Count the lines in the entries below that contain the string "frame". Reply with the number only.

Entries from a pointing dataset
-------
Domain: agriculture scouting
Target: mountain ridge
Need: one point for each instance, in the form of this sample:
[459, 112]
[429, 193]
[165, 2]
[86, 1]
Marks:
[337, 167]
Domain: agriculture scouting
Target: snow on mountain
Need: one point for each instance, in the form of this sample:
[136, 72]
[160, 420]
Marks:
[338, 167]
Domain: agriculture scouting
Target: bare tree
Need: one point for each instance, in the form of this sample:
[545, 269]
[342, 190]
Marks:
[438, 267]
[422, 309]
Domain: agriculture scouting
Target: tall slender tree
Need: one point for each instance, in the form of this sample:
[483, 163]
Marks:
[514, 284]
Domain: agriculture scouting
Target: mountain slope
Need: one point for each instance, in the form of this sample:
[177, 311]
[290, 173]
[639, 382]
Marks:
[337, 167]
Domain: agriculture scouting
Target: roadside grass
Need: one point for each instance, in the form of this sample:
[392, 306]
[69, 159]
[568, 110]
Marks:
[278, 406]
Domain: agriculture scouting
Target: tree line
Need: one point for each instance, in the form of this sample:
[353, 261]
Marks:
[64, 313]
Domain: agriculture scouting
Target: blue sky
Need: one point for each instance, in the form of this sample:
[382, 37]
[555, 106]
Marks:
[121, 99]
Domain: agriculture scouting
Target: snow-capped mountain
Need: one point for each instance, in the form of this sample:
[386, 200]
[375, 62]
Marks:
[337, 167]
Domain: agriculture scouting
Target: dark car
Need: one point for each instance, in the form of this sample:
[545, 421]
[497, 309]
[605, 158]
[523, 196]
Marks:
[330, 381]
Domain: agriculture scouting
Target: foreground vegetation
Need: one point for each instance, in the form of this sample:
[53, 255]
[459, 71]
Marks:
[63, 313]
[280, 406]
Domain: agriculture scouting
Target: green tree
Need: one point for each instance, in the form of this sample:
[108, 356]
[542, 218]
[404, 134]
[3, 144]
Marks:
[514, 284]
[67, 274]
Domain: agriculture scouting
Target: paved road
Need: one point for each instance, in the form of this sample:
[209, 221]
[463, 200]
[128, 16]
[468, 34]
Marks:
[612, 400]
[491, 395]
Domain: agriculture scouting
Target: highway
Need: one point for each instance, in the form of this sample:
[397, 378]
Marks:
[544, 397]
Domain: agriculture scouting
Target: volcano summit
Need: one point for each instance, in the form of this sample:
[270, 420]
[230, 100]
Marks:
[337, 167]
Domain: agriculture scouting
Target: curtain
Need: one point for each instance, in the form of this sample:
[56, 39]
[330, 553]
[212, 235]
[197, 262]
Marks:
-------
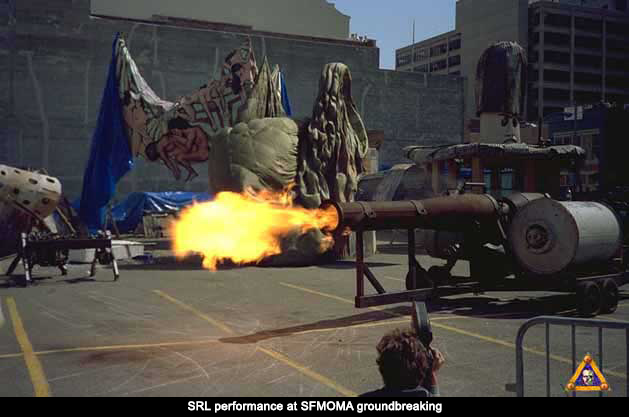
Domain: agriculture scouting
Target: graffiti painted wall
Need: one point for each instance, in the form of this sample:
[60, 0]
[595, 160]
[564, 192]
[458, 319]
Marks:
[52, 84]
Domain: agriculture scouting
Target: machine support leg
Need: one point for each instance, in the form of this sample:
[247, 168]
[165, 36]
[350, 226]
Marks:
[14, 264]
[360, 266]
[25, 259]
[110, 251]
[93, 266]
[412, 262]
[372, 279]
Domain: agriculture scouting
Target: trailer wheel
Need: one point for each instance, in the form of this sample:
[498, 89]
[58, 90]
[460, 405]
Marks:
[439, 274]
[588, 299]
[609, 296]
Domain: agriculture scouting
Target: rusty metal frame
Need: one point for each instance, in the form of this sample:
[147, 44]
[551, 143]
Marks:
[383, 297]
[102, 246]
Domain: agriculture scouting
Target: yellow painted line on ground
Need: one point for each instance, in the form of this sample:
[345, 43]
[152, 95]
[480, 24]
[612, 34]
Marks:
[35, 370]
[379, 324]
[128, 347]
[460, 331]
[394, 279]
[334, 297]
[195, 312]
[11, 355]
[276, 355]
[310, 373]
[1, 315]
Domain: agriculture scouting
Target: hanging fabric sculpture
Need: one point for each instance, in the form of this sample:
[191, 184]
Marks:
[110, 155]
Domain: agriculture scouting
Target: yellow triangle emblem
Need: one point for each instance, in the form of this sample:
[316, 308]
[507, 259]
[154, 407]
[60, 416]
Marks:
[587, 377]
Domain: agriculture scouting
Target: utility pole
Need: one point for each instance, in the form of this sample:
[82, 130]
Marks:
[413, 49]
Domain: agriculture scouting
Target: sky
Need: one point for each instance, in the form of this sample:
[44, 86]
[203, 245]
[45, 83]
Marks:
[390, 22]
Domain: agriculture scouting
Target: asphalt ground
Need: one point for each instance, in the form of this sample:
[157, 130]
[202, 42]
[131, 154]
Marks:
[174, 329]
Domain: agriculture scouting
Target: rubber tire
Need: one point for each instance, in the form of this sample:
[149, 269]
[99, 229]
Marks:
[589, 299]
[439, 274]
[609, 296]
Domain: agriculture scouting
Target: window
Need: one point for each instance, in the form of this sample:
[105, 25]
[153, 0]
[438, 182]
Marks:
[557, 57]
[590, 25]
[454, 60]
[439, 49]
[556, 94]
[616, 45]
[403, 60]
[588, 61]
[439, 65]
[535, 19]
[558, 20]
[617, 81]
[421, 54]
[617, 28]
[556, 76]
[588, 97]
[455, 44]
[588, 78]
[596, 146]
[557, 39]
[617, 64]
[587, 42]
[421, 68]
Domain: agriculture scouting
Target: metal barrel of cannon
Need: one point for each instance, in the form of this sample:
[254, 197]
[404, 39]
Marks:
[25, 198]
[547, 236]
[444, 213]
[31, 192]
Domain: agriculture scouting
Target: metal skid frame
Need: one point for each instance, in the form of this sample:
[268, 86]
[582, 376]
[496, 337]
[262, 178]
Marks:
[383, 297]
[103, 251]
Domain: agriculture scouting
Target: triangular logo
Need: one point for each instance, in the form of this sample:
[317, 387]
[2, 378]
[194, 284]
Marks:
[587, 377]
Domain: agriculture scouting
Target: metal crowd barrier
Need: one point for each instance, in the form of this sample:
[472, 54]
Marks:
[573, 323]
-------
# Answer for this exercise:
2